WHAT YOU WILL DO:
1 - Print everything in the passage about Bradlee from "He also weathered" down to "returned Pulitzer Prize.".
2 - In the passage about Bradlee, where did his 2006 interview take place?
3 - Pick up the passage about Bradlee right after its last sentence and keep writing it.

EXCERPTED PASSAGE:
· · · · ·

The legendary managing editor of The Washington Post who died Tuesday at 93, Bradlee’s 23 years at the helm were marked by landmark collisions between a free press and government, from the Pentagon Papers to reporting on Watergate.
He also weathered criticism that he was too close to one-time Georgetown neighbor John F. Kennedy to be an objective journalist, and too removed from a story by a young reporter, Janet Cooke, that resulted in a returned Pulitzer Prize.
With style and wit, and without apology, Bradlee championed a free press as a watchdog on government.
“Obviously the First Amendment is the cornerstone of our business and of democracy,” he said in a 2006 interview at the Newseum. “It isn’t something that I commit to memory and say like my prayers, but it has a place in my day-to-day life. It is the freedom that allows us to do good work. It allows us to be important in society.”
Americans generally take their First Amendment rights for granted, Bradlee continued. “I know they do … and that’s great. That means we’re doing something right.”
Even so, Bradlee said, there was strength in his belief that “freedom of the press is ingrained in American society. A president comes and tries to do something, and in the process, tramples on the First Amendment. He gets brought up short and doesn’t make a fuss about it. They all cave. And that’s good. The Pentagon Papers was a once-in-a-lifetime fight over the First Amendment. But it was worth the fight. You got to draw the line, and you can’t let them cross it.”

· · · · ·

[Coordinate labeling material]

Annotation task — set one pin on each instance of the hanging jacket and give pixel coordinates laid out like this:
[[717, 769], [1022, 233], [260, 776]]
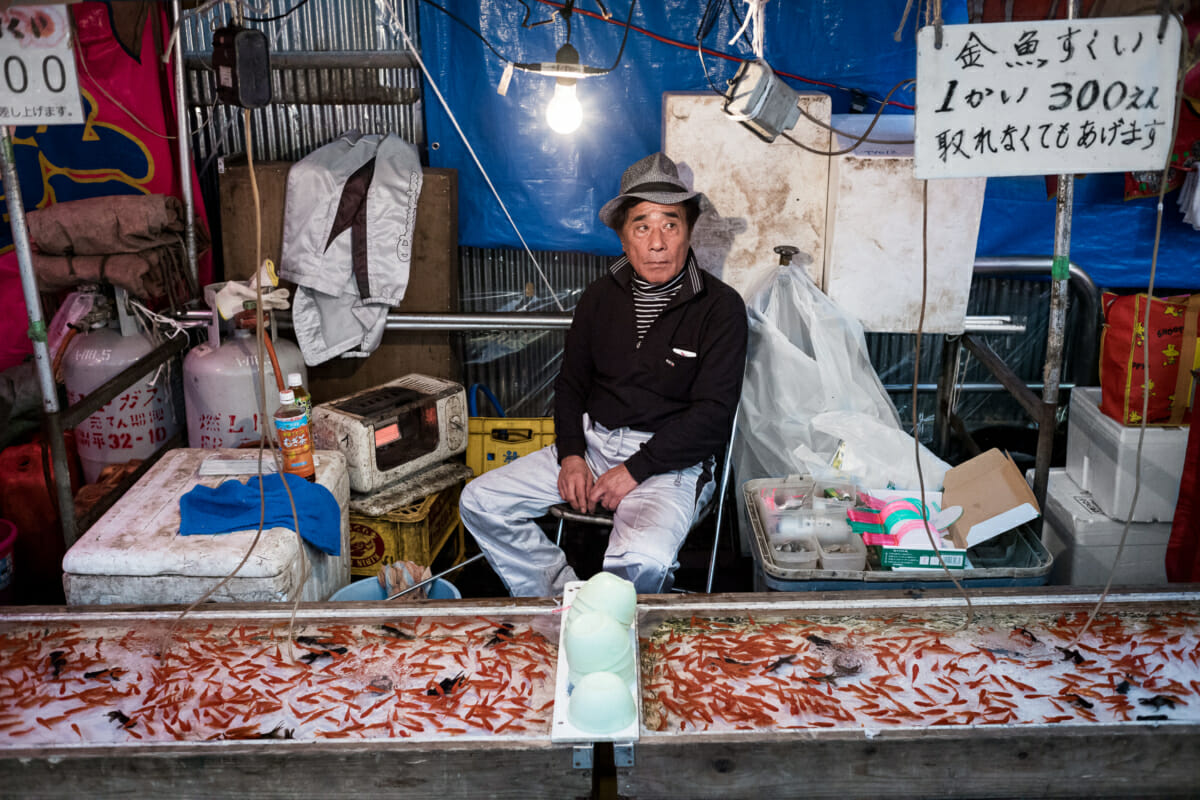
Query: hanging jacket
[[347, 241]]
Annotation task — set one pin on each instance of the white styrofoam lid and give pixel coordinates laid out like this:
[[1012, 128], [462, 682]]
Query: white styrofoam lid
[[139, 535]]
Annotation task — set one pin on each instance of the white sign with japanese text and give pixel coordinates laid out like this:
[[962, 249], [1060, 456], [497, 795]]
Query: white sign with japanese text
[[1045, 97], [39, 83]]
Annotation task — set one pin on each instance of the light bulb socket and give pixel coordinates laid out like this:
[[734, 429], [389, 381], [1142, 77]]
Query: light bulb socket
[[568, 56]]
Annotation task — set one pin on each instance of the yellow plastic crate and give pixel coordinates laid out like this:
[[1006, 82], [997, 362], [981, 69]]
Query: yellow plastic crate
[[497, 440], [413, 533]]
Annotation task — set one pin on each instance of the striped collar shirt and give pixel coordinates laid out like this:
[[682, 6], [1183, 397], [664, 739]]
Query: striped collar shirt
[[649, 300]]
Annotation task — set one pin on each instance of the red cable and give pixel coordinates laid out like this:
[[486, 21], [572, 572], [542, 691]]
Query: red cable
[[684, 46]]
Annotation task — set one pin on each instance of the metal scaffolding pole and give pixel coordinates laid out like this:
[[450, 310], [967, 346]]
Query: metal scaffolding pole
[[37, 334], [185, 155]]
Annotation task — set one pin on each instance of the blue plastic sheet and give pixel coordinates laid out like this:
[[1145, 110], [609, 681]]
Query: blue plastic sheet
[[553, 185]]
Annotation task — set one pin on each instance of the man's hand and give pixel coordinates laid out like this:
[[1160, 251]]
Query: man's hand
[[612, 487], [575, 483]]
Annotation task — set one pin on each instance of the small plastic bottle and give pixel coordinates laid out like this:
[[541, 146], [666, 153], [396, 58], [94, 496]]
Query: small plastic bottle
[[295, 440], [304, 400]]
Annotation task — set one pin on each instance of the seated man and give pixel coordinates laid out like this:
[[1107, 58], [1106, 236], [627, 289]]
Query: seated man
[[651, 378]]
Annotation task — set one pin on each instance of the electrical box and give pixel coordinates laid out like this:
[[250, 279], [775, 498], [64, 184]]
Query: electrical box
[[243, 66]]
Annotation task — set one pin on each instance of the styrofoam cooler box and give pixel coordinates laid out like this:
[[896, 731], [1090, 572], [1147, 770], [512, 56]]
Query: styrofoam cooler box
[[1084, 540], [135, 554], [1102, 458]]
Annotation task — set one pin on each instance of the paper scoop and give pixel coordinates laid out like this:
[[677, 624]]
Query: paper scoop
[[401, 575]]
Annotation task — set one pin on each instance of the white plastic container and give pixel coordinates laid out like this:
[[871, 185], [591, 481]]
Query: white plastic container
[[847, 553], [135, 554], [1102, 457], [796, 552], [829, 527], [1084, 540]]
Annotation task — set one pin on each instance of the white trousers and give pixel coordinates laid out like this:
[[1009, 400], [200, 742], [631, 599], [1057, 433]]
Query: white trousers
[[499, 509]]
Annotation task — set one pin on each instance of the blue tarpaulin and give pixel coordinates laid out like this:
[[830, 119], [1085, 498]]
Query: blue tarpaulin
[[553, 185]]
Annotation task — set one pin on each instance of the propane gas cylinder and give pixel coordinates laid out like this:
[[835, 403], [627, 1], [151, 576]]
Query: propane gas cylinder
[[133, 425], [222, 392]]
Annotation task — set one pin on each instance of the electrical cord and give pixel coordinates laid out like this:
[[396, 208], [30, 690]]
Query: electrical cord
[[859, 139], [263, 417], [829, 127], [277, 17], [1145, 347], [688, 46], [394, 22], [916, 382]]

· · · · ·

ANSWERS TO THE EXERCISE:
1 -
He also weathered criticism that he was too close to one-time Georgetown neighbor John F. Kennedy to be an objective journalist, and too removed from a story by a young reporter, Janet Cooke, that resulted in a returned Pulitzer Prize.

2 - At the Newseum.

3 -
Bradlee’s courage in holding government accountable is the stuff of myth – and fact.
After reviewing a particularly significant bit of reporting by Post reporters Bob Woodward and Carl Bernstein that implicated Attorney General John Mitchell and President Richard M. Nixon in Watergate wrongdoing, Bradlee recounted the high stakes involved, and then reportedly said, “You had better be right.” As it turned out, they were.
His gruff manner, aristocratic bearing and journalistic independence grated on some, to be sure. But his career embodied what the founders must have had in mind in building into the basic laws of this nation such a strong protection for a free press: An unflagging, unabashed passion for finding the truth, and an enthusiasm and commitment to telling it to one’s fellow citizen.
And for all of that, thank you, Mr. Bradlee.